*** EXERCISE DATA ***
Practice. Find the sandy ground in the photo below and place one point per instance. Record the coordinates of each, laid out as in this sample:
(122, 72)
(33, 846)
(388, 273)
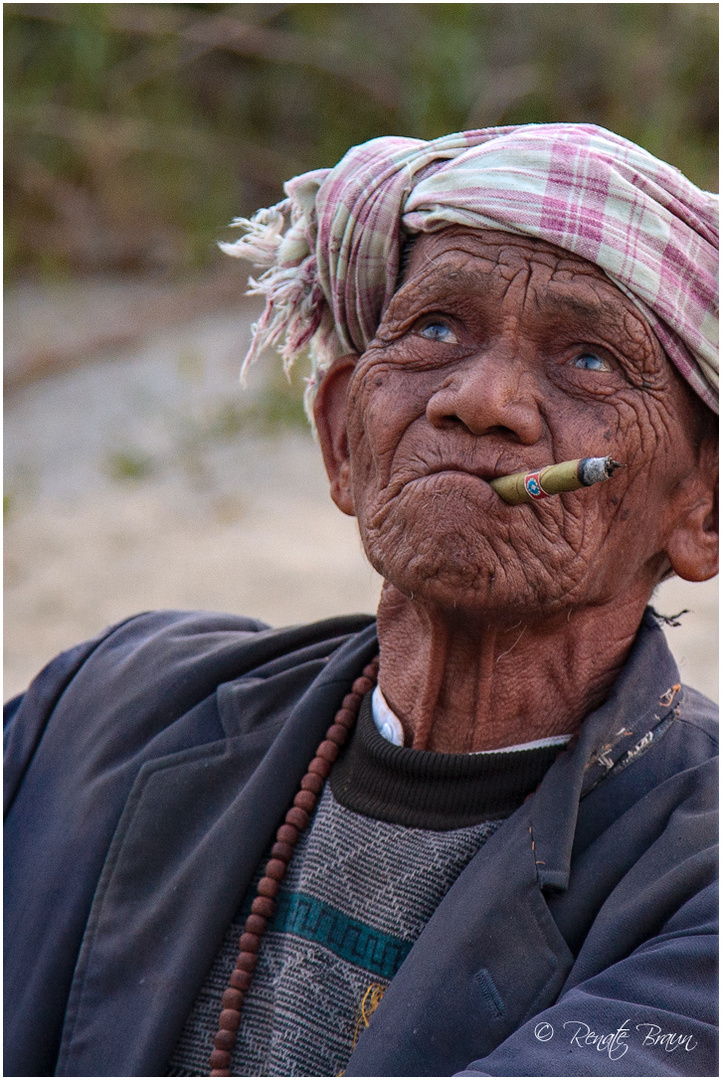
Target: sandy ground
(126, 489)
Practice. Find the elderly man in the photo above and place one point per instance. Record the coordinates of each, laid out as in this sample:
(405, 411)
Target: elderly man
(476, 835)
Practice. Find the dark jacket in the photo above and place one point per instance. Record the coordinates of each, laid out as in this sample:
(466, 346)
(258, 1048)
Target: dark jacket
(147, 771)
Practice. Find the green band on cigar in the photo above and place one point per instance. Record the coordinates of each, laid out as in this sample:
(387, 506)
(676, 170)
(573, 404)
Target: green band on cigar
(554, 480)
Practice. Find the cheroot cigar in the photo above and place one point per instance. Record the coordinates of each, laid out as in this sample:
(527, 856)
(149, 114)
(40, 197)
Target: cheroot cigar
(553, 480)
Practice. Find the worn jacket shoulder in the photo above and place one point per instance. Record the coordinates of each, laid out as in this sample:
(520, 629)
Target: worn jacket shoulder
(702, 715)
(144, 675)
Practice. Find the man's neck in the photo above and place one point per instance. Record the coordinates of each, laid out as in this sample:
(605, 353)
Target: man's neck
(461, 684)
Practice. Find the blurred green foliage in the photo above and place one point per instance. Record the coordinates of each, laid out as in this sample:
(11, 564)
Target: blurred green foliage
(134, 132)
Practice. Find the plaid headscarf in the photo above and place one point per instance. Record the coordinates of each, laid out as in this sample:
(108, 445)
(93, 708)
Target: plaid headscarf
(331, 248)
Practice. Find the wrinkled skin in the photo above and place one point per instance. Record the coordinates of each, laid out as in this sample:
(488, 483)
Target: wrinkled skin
(500, 624)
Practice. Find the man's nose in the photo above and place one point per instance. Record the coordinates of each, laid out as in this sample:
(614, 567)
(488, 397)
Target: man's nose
(493, 391)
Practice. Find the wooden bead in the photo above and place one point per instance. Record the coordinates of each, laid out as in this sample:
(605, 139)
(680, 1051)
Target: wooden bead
(220, 1060)
(307, 800)
(225, 1040)
(337, 733)
(276, 868)
(283, 851)
(268, 887)
(229, 1020)
(256, 925)
(319, 767)
(264, 906)
(249, 943)
(328, 751)
(232, 999)
(312, 782)
(297, 817)
(287, 834)
(241, 980)
(246, 961)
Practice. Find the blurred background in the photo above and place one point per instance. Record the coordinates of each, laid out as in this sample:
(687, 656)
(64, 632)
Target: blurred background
(137, 473)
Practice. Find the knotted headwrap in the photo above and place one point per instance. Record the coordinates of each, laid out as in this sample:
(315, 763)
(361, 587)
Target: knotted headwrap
(331, 248)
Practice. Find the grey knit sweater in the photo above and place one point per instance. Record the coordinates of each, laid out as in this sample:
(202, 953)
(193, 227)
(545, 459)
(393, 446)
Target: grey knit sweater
(393, 829)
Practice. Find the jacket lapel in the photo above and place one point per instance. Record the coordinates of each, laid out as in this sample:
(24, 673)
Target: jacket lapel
(194, 829)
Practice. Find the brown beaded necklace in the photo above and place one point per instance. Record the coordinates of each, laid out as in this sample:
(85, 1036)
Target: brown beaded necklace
(263, 905)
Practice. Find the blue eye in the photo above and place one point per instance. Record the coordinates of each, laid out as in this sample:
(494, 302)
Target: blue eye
(590, 362)
(438, 332)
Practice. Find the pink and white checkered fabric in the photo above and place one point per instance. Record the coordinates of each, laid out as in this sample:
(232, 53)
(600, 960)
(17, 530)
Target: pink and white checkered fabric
(330, 250)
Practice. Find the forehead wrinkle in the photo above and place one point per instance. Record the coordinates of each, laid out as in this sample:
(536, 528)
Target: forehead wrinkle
(560, 301)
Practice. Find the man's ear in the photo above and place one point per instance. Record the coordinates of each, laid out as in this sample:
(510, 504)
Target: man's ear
(329, 413)
(693, 545)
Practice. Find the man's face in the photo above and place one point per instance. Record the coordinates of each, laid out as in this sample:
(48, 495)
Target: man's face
(500, 354)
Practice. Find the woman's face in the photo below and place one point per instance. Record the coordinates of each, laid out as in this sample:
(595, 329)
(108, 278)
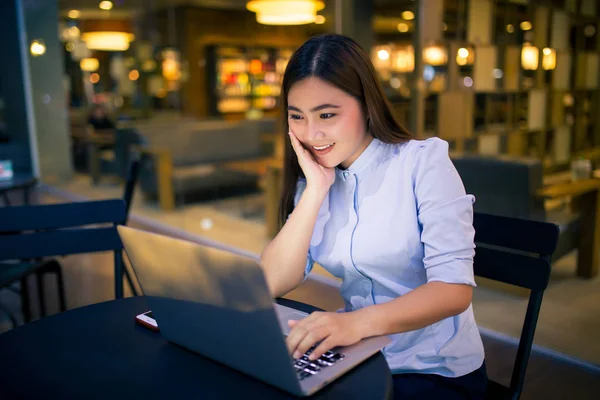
*** End of EXERCISE DATA ***
TASK DIRECTIONS. Once the pictures are set aside, repeat the data above exactly.

OUTPUT FOR THIS EXERCISE.
Practice. Find the sandy ground in the photo below and place one point per instance. Record the coordinates of each, laid out as in this sample:
(122, 72)
(33, 846)
(388, 273)
Target: sandy ground
(126, 489)
Practice. Find the elderly man in the photo above and place one point per instance. Record the coordinates of each, laid out as in this sample:
(405, 411)
Target: elderly man
(476, 835)
Practice. Find the dark jacket in the photo above and place one point per instance. Record the coordinates of each, laid out as in this sample:
(466, 346)
(258, 1048)
Target: dark jacket
(147, 771)
Practice. Find the green band on cigar in the photo above and place one point per instance. Record the coordinates of each, laid out as in this sample:
(387, 506)
(676, 170)
(573, 404)
Target: green band on cigar
(554, 480)
Practice. Find the cheroot cigar in the photo above and place one point per instance. Record the coordinates of each, laid out as in this sample:
(527, 856)
(149, 114)
(40, 197)
Target: cheroot cigar
(553, 480)
Practice. Find the worn jacket shoulder in the photo above and place one point per instance. Record the coordinates of each, laid out as in this sample:
(520, 629)
Target: worn jacket shoulder
(702, 715)
(144, 675)
Practice. Find the man's neck in the photo above and place one point per instance. Record the coordinates of each, laid out as in this sample:
(605, 353)
Target: man's neck
(461, 684)
Practice. Find the blurred green foliage in the photo above and place one point per instance. Record the coordinates of each, laid out as in this sample:
(11, 564)
Target: blurred green foliage
(134, 132)
Practice. Find the plaid headscarf in the photo above and place one point per instance. Record the coordinates of each, laid out as in this sample:
(108, 445)
(93, 708)
Target: plaid headscarf
(331, 248)
Practice. Find the wrinkled skin in the photo above and place one point per instance. Record the coordinates of each, laid out as in this sample:
(488, 483)
Target: wrinkled skin
(500, 624)
Practice. Find the man's nose in the photo above and place one point per instance. Record the coordinates of each, laid out as in this sample:
(614, 567)
(488, 397)
Target: man's nose
(493, 391)
Practice. Find the wooden bead in the photo above and place one point per instance. Record the coordinates of each, laid out as in this sample:
(605, 139)
(680, 1051)
Target: wooden bead
(220, 1060)
(307, 800)
(225, 1040)
(337, 733)
(276, 868)
(283, 851)
(268, 887)
(229, 1020)
(256, 925)
(319, 767)
(264, 906)
(249, 943)
(328, 751)
(232, 999)
(312, 782)
(297, 817)
(287, 834)
(241, 980)
(246, 961)
Practice. Find the blurred background in the photo above and place one point per instance. Record the coordinates of each, laid out as in this sample:
(687, 656)
(64, 632)
Target: blurred background
(137, 473)
Practice. Find the knotted headwrap in the photo above and place one point per instance. Record the coordinates of each, laid out as in this sample:
(315, 763)
(361, 587)
Target: knotted headwrap
(331, 248)
Practice. Find the grey knit sweater in the photo above and place one point per instance. Record the coordinates of each, laid out as in this sample:
(202, 953)
(193, 227)
(545, 459)
(393, 446)
Target: grey knit sweater
(393, 829)
Practice. Find the jacket lapel in the photo above and place one point per instance. Record the coordinates of each, laid out as in this sample:
(24, 673)
Target: jacket lapel
(194, 829)
Practice. Find the brown beaded necklace in the photo above and place one point per instance. Record the coordinates of each, laid out as in this sample:
(85, 1036)
Target: brown beaded necklace
(263, 905)
Practice. Find the blue eye in the photo above and place one point per instance. Record the coordinates of each, laid out as in this sample:
(494, 302)
Target: blue eye
(590, 362)
(438, 332)
Practice. Find the pink and white checkered fabric in the photo above and place one point per instance. Record the coordinates of each, laid out as in this sample:
(232, 53)
(600, 960)
(17, 530)
Target: pink and white checkered fabric
(330, 250)
Practice. Find the forehead wrinkle in the photo above and place one point per instance. Record the coordinates of each, laid out as in this sample:
(536, 528)
Target: forehead wrinkle
(560, 301)
Practice. Find the man's ear in the photo above and place one point per instance. Record the coordinates of each, laid out as in this sample:
(510, 504)
Target: man's ear
(329, 413)
(693, 545)
Practice. Find the man's face in the photo above and place one point per instance. Record the coordinates of each, laid out as in this sample:
(48, 495)
Target: man's face
(500, 354)
Practice. Find the woman's face in the photo below and place one point per instance. Record the coordinates of each, laid out as in this sample:
(595, 329)
(108, 278)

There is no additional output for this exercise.